- Source document -
* START *

I'm an ATT member so not sure if the link will work for non-members.

48k

13,089 posts

148 months

Thursday 16th November 2023
quotequote all
Eric Mc said:
48k said:
Sidebar - I don't know if this has changed or if I have only just noticed, or if it was never the case, but on the MTD gov uk page they state that bridging software (eg from Excel) is one of the two valid options for implementing MTD - whereas I thought they had said previously that bridging software is only to be used as a temporary workaround and that the only option would be to have directly integrated from your digital accounts package.
The original plan (2015!!!) absolutely decreed that Excel and other spreadsheet systems would NOT be allowed as they didn't consider spreadsheets to be "digital records".

However, when they introduced MTD for VAT they relented on the Excel front - although you MUST use compatible "bridging" software to translate the Excel figures into a format that can be used to submit the VAT return figures.

* END *

- Short task 1 -
Gather every line of the entries that contains the string "vase".
The forum post and the entries have nothing to do with each other.

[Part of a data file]
* START *

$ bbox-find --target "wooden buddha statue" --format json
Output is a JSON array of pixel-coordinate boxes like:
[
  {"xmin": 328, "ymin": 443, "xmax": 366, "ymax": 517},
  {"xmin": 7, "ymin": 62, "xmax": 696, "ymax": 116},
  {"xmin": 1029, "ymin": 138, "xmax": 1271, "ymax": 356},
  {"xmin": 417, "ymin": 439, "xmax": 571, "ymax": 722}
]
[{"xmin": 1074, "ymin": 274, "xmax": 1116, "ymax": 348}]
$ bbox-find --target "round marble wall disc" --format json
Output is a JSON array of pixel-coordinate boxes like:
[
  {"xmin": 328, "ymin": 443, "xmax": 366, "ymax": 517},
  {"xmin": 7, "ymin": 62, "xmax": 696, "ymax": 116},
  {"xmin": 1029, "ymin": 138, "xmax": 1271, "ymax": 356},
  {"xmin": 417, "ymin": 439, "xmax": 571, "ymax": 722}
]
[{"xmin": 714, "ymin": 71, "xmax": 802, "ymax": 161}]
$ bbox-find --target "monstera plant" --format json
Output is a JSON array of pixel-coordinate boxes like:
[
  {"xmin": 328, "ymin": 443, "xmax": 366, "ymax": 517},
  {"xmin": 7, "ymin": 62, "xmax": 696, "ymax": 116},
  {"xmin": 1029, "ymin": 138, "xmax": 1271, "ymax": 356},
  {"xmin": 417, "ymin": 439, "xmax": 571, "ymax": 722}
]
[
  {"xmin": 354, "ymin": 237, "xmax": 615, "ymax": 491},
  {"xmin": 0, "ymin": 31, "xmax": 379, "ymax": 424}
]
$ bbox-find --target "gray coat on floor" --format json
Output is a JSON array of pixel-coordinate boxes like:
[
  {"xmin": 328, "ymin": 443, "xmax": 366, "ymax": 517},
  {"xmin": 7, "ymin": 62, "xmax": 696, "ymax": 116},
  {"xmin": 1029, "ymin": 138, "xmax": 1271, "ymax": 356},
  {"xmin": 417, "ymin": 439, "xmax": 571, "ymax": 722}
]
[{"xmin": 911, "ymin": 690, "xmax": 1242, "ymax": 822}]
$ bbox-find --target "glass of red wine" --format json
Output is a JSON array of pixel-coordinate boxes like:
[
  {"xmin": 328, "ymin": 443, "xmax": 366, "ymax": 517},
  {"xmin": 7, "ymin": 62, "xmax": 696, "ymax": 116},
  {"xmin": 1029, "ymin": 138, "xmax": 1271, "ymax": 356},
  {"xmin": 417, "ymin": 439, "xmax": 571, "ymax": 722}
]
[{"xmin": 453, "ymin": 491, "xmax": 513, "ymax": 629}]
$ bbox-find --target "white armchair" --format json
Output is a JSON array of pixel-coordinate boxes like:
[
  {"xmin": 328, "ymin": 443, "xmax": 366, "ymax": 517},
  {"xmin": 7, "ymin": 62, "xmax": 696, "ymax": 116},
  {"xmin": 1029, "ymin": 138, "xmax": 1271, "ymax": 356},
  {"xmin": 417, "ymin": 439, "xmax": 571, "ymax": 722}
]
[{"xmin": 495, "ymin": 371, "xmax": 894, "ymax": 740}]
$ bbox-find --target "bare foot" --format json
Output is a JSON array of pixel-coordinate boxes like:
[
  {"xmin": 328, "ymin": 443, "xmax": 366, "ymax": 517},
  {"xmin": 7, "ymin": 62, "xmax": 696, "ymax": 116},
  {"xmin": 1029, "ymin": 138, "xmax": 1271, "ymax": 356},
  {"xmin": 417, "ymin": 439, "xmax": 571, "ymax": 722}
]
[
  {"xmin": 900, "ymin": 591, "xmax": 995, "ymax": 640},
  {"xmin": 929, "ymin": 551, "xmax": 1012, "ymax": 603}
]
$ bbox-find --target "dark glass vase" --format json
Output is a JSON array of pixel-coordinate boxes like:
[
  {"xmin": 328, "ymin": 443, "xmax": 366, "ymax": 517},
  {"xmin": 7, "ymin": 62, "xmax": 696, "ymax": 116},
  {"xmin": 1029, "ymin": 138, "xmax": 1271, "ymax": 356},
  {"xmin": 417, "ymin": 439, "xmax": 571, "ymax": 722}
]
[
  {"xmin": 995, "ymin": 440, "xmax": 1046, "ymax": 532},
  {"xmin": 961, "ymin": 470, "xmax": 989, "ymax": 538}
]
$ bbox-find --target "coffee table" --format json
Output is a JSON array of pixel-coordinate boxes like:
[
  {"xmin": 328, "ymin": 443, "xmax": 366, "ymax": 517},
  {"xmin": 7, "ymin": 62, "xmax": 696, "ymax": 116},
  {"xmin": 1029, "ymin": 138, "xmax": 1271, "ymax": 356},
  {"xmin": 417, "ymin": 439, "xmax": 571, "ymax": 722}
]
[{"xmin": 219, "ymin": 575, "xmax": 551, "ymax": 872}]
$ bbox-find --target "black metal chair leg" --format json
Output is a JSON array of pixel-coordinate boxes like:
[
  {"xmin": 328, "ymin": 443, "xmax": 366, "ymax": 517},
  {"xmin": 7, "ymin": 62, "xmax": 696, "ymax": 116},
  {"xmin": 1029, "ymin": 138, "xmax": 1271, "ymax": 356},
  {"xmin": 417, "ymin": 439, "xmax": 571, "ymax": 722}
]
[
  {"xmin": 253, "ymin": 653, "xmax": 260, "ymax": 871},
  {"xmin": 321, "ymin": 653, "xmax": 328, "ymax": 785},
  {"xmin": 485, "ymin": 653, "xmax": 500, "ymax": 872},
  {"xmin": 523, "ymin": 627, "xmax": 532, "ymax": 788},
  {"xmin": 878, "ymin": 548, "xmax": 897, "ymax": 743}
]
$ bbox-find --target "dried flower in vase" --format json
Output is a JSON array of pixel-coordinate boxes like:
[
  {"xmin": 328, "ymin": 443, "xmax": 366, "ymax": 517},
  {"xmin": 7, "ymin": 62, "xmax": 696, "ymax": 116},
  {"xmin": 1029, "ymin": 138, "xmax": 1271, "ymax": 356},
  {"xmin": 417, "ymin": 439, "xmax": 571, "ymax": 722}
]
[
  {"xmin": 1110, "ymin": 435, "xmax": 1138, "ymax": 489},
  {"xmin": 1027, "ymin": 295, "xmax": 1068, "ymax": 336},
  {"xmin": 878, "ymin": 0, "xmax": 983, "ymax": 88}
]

* END *

- Short task 2 -
Repeat the forum post about MTD and bridging software word for word.

- Reply 1 -
$ bbox-find --target "dark glass vase" --format json
$ bbox-find --target "dried flower in vase" --format json

- Reply 2 -
I'm an ATT member so not sure if the link will work for non-members.

48k

13,089 posts

148 months

Thursday 16th November 2023
quotequote all
Eric Mc said:
48k said:
Sidebar - I don't know if this has changed or if I have only just noticed, or if it was never the case, but on the MTD gov uk page they state that bridging software (eg from Excel) is one of the two valid options for implementing MTD - whereas I thought they had said previously that bridging software is only to be used as a temporary workaround and that the only option would be to have directly integrated from your digital accounts package.
The original plan (2015!!!) absolutely decreed that Excel and other spreadsheet systems would NOT be allowed as they didn't consider spreadsheets to be "digital records".

However, when they introduced MTD for VAT they relented on the Excel front - although you MUST use compatible "bridging" software to translate the Excel figures into a format that can be used to submit the VAT return figures.